→ **What the task requires**: Pull out every line below and copy it word for word, leaving out the pictures.

(A block of data)
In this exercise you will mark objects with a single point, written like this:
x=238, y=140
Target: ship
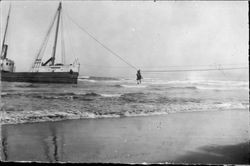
x=41, y=72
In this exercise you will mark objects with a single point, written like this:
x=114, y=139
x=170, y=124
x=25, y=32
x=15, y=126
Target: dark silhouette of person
x=138, y=77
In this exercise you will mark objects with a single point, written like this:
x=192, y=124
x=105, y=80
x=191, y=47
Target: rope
x=163, y=71
x=45, y=41
x=62, y=40
x=108, y=49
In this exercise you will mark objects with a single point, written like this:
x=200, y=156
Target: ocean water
x=97, y=97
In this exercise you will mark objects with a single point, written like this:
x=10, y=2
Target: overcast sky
x=149, y=35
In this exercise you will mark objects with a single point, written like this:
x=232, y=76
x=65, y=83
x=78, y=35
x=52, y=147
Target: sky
x=148, y=35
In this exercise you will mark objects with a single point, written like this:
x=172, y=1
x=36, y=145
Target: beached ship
x=41, y=72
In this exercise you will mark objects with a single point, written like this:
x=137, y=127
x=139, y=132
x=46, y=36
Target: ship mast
x=4, y=46
x=56, y=35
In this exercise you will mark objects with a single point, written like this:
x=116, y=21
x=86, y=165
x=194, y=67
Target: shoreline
x=110, y=117
x=218, y=137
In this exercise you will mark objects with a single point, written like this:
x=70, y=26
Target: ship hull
x=40, y=77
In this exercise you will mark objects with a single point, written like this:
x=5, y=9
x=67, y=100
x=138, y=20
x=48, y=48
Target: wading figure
x=139, y=77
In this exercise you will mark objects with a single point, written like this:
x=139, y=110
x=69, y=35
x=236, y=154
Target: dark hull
x=40, y=77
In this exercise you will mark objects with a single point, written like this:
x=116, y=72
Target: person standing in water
x=139, y=77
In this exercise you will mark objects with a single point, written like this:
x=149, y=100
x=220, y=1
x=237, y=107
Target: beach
x=216, y=137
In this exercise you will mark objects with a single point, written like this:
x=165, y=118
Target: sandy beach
x=194, y=137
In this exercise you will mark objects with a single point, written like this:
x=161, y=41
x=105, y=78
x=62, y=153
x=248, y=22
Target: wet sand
x=194, y=137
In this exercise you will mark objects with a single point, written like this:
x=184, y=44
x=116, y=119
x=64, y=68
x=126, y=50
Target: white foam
x=134, y=86
x=111, y=95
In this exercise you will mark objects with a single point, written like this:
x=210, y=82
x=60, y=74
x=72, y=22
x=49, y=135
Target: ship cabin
x=7, y=65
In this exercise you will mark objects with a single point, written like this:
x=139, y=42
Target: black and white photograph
x=124, y=82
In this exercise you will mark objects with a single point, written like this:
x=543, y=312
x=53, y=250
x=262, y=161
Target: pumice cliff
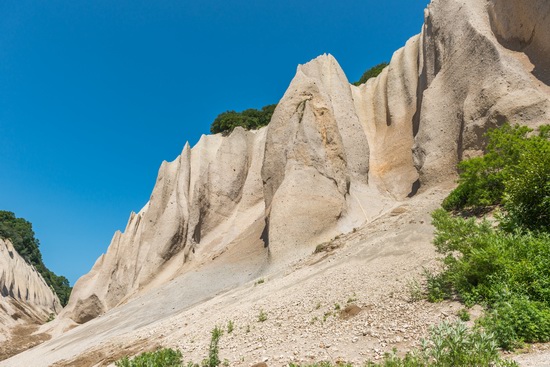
x=334, y=156
x=25, y=296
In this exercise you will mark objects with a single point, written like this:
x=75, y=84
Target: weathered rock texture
x=334, y=155
x=25, y=296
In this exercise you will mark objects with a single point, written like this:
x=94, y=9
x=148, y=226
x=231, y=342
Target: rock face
x=334, y=155
x=25, y=296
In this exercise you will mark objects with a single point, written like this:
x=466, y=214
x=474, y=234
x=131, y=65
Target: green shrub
x=213, y=351
x=517, y=320
x=371, y=73
x=514, y=169
x=161, y=358
x=463, y=315
x=450, y=345
x=507, y=272
x=249, y=119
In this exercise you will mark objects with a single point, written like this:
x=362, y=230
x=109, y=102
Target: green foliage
x=450, y=345
x=213, y=358
x=371, y=73
x=515, y=172
x=250, y=119
x=506, y=271
x=20, y=233
x=161, y=358
x=463, y=315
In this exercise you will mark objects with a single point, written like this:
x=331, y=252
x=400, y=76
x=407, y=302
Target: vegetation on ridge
x=371, y=73
x=250, y=119
x=502, y=263
x=19, y=232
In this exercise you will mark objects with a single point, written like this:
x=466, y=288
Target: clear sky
x=95, y=94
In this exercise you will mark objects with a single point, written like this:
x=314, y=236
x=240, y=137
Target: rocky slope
x=25, y=296
x=334, y=155
x=334, y=158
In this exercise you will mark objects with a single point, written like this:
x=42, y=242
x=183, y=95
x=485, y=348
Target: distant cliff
x=25, y=296
x=334, y=155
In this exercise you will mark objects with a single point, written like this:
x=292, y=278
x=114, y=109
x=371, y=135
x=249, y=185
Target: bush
x=450, y=345
x=371, y=73
x=506, y=272
x=515, y=171
x=250, y=119
x=161, y=358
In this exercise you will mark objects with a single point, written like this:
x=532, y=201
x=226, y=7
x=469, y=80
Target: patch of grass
x=416, y=293
x=262, y=316
x=463, y=315
x=213, y=351
x=161, y=358
x=450, y=345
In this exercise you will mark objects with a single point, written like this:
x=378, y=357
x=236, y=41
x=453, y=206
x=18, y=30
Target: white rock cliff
x=25, y=296
x=334, y=155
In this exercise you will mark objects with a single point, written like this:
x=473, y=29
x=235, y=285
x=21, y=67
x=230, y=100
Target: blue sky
x=95, y=94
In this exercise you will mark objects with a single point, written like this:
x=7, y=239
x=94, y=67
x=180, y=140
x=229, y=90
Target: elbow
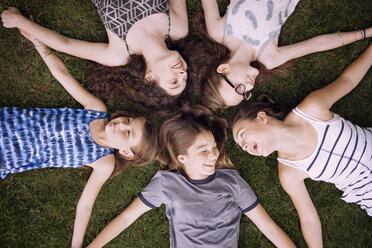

→ **Response**:
In this exercise you will mark objects with a single point, written like this:
x=238, y=140
Target: ship
x=41, y=72
In this exercise you will mark objects with a single point, written like this:
x=114, y=139
x=170, y=124
x=25, y=32
x=15, y=126
Target: dark silhouette of person
x=138, y=77
In this exercise you will mark objects with a single point, written like this:
x=192, y=124
x=105, y=80
x=191, y=47
Target: rope
x=163, y=71
x=45, y=41
x=62, y=40
x=108, y=49
In this exercise you will mark objects with a single point, written like this:
x=200, y=156
Target: ocean water
x=97, y=97
In this exercise you will mark objects with a single point, written like this:
x=10, y=2
Target: overcast sky
x=149, y=35
In this exercise you will mark objects with a single point, written like this:
x=232, y=76
x=65, y=83
x=78, y=35
x=52, y=147
Target: sky
x=148, y=35
In this exercise you will mark objects with a single point, written like this:
x=172, y=1
x=36, y=145
Target: beached ship
x=41, y=72
In this exercise you will mark objects with a single point, written like this:
x=137, y=127
x=139, y=132
x=46, y=36
Target: ship mast
x=4, y=46
x=56, y=35
In this exercise you will mark objects with a single point, written like this:
x=116, y=21
x=86, y=165
x=194, y=67
Target: shoreline
x=110, y=117
x=218, y=137
In this exercise you will mark objects with a single point, written like this:
x=70, y=26
Target: ship hull
x=40, y=77
In this exercise you will mark objects with a single point, written like this:
x=5, y=9
x=67, y=100
x=138, y=20
x=48, y=48
Target: wading figure
x=139, y=77
In this exercise you will mark objects with a single point, written like this:
x=139, y=110
x=69, y=35
x=236, y=154
Target: dark hull
x=40, y=77
In this exercise you will mark objects with a single point, written like this:
x=116, y=72
Target: person standing in water
x=139, y=77
In this exercise you will mark objects with a single point, written like this:
x=149, y=100
x=220, y=1
x=237, y=107
Target: beach
x=216, y=137
In this exercise you will mark objects with a single point, written like this:
x=165, y=118
Target: sandy beach
x=194, y=137
In this exercise you will mark objects with a single point, written like this:
x=161, y=41
x=105, y=78
x=62, y=153
x=248, y=22
Target: wet sand
x=194, y=137
In this exercise you will mark objects with a single point, written like this:
x=184, y=44
x=116, y=119
x=64, y=68
x=126, y=50
Target: white foam
x=134, y=86
x=111, y=95
In this exercise you will mark objects with a single point, written like this:
x=210, y=82
x=60, y=74
x=72, y=22
x=49, y=135
Target: ship cabin
x=7, y=65
In this exercise you will mark objects with a single point, written like this:
x=139, y=42
Target: black and white photograph
x=124, y=82
In this exercise you will mark objects with a single point, written like this:
x=543, y=312
x=53, y=250
x=262, y=161
Target: pumice cliff
x=334, y=156
x=25, y=296
In this exercise you will mark objects with a single point, written like this:
x=75, y=84
Target: weathered rock texture
x=334, y=155
x=25, y=296
In this exercise you will mark objects with a single point, written like this:
x=94, y=9
x=148, y=226
x=231, y=342
Target: rock face
x=334, y=155
x=25, y=296
In this exercise you will mark objects with a single point, written like this:
x=466, y=214
x=474, y=234
x=131, y=65
Target: green shrub
x=213, y=351
x=517, y=320
x=371, y=73
x=514, y=169
x=161, y=358
x=463, y=315
x=450, y=345
x=507, y=272
x=249, y=119
In this exercise you will mark objects with a single point, written like this:
x=362, y=230
x=109, y=102
Target: green foliage
x=450, y=345
x=213, y=358
x=371, y=73
x=515, y=172
x=250, y=119
x=506, y=271
x=20, y=233
x=161, y=358
x=463, y=315
In this exercise you will mark objects with a single point, written like this:
x=331, y=252
x=400, y=76
x=407, y=302
Target: vegetation on ridge
x=371, y=73
x=250, y=119
x=502, y=263
x=19, y=232
In this exercise you will mark objects with a single point, written like this:
x=466, y=288
Target: clear sky
x=95, y=94
In this exercise you will mark objects with a single point, written like this:
x=314, y=236
x=240, y=137
Target: rocky slope
x=25, y=296
x=334, y=155
x=334, y=158
In this exercise you will mark objects with a single point, written like this:
x=42, y=242
x=183, y=95
x=485, y=348
Target: distant cliff
x=25, y=296
x=334, y=155
In this exercise you will mark objects with a single point, written like this:
x=292, y=278
x=114, y=109
x=371, y=135
x=249, y=185
Target: bush
x=450, y=345
x=371, y=73
x=506, y=272
x=515, y=171
x=250, y=119
x=161, y=358
In this exercise you will mark objects with a single point, written like this:
x=532, y=201
x=226, y=7
x=469, y=80
Target: patch of grass
x=416, y=293
x=262, y=316
x=463, y=315
x=213, y=351
x=161, y=358
x=450, y=345
In this exercise you will mark objects with a single point, written like this:
x=378, y=357
x=236, y=41
x=453, y=206
x=18, y=30
Target: white rock cliff
x=25, y=296
x=334, y=155
In this exercise you will mark objects with a single point, written like this:
x=473, y=29
x=235, y=285
x=21, y=67
x=230, y=100
Target: blue sky
x=95, y=94
In this exercise you will mark objects with a single point, written like this:
x=7, y=239
x=94, y=67
x=180, y=140
x=229, y=90
Target: elbow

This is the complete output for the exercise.